Begin Task input

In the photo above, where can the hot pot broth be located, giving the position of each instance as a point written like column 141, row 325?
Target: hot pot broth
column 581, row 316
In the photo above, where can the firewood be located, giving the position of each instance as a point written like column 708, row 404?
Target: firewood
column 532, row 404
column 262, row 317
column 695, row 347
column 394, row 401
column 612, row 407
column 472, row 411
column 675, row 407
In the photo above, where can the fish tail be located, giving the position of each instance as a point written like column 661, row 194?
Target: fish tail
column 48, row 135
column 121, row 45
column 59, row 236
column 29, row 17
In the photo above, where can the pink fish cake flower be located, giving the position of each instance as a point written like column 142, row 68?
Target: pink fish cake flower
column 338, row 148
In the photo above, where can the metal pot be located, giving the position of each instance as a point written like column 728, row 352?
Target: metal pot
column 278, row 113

End Task input

Give the lines of the rows, from the line with "In the photo above, where can the firewood" through the line with "column 29, row 17", both included, as a JSON list of strings with one string per line and no blank lines.

[
  "In the photo above, where can the firewood be located, giving the position of each instance as a point written like column 708, row 404?",
  "Target: firewood",
  "column 532, row 404",
  "column 262, row 317",
  "column 695, row 347",
  "column 394, row 401",
  "column 612, row 407",
  "column 472, row 411",
  "column 675, row 407",
  "In the photo above, where can the fish tail be located, giving the position of each instance as a point written like column 661, row 194?",
  "Target: fish tail",
  "column 48, row 135",
  "column 121, row 45",
  "column 59, row 236",
  "column 29, row 17"
]